Task directions >> Copy without pictures. Please restate each line of the listing exactly.

BEGIN

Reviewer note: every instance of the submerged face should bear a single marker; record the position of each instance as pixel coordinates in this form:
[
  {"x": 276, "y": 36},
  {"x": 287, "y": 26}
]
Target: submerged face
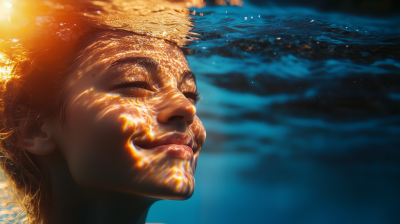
[{"x": 131, "y": 123}]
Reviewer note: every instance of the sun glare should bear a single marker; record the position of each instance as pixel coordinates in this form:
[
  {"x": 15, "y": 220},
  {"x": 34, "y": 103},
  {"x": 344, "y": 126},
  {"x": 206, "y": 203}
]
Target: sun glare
[{"x": 7, "y": 4}]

END

Response >>
Reviewer note: every instance of the submerged face should bear a single marker; record the position of each instance as pixel coordinates in this form:
[
  {"x": 276, "y": 36},
  {"x": 287, "y": 26}
]
Target: submerged face
[{"x": 131, "y": 123}]
Reviewer note: every instance of the sun glare should bear a single marker; record the position of each instance as pixel coordinates in this form:
[
  {"x": 15, "y": 220},
  {"x": 34, "y": 103},
  {"x": 344, "y": 126},
  {"x": 206, "y": 203}
]
Target: sun glare
[{"x": 7, "y": 4}]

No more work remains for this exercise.